Os dois maiores estudos sobre LS em Portugal na última década, realizados em 2015-2016 (Questionário Europeu da Literacia em Saúde, HLS-EU) e em 2020-2021 (Versão Portuguesa do novo questionário da LS, HLS-19), mostraram uma evolução positiva ao verificar-se uma diminuição de 50% para 30% da população que apresentava níveis reduzidos de LS (o nível de literacia “inadequado” desceu de 11% para 8% e o nível problemático desceu de 38% para 22%). Estes estudos são importantes para se fazer uma avaliação de conjunto da população. No entanto, devemos ter em conta que os resultados medem a autopercepção dos inquiridos, refletindo a compreensão que estes têm das suas capacidades e caraterísticas pessoais.
A LS deve ser entendida como um processo contínuo que se vai desenvolvendo ao longo da vida, por meio de diversas experiências e encontros com diferentes contextos de saúde, não é uma competência que se garante para a vida uma vez adquirida, portanto, exige uma atenção continuada.
A sustentabilidade futura do SNS está dependente, em última linha, da melhoria dos índices de LS dos portugueses?
Numa época onde se assiste a uma crescente fragmentação dos cuidados de saúde, consideramos que a LS e os autocuidados são de grande importância para a promoção e proteção da saúde das pessoas, mas também para a eficiência da prestação de cuidados de saúde, sendo, por isso, fatores críticos para a sustentabilidade do SNS. Entendemos que a LS dos portugueses beneficiaria muito com uma efetiva integração de cuidados. A ausência de um processo clínico único, a comunicação escassa ou inexistente entre serviços do sector publico, privado e social, onde muitas vezes o paciente é o mensageiro da informação clínica entre médicos, e a falta de planeamento da informação entre os níveis de cuidados, gera frequentemente mensagens contraditórias e equívocas ao paciente, podendo mesmo piorar os índices de LS.

Dados extraídos -
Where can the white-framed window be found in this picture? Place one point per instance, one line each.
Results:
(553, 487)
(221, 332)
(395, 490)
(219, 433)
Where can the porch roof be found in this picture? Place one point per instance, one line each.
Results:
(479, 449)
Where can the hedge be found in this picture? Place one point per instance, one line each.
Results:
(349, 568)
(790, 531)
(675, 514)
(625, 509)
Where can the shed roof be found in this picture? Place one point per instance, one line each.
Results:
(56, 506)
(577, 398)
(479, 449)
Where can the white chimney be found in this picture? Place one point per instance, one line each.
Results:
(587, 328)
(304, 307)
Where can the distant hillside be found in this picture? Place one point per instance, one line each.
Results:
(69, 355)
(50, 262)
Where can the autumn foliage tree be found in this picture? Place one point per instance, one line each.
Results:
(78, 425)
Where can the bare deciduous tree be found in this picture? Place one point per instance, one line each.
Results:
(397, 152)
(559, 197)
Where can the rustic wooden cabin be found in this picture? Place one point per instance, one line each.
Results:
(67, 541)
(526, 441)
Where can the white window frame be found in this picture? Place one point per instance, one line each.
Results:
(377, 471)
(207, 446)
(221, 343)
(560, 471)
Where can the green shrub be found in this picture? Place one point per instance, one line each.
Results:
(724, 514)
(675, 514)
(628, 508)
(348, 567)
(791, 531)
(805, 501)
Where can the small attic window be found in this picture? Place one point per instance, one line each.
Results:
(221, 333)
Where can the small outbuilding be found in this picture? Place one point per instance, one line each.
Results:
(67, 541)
---
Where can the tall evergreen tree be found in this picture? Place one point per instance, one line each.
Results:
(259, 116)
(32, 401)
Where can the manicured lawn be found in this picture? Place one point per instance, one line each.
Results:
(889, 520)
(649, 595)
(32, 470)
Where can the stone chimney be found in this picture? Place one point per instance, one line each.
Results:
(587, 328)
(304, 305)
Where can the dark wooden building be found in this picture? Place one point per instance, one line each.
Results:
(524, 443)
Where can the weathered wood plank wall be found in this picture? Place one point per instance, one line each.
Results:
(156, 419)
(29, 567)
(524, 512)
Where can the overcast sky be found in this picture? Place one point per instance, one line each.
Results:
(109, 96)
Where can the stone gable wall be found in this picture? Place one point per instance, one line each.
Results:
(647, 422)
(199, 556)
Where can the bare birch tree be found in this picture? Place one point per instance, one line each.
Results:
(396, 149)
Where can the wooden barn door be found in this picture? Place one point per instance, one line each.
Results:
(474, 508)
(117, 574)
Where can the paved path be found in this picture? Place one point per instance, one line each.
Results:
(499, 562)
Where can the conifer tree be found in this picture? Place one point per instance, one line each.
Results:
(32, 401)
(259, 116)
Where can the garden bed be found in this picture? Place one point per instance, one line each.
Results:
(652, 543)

O problema -
Responda, por favor, com base no excerto sobre literacia em saúde:
(a) Que percentagem da população apresentava níveis reduzidos de literacia em saúde no estudo de 2015-2016?
(b) O que medem os resultados desses estudos?
(c) Que papel desempenha muitas vezes o paciente entre médicos?
Os registos não têm qualquer papel nisto.

Resultado -
(a) 50%.
(b) A autopercepção dos inquiridos.
(c) O de mensageiro da informação clínica.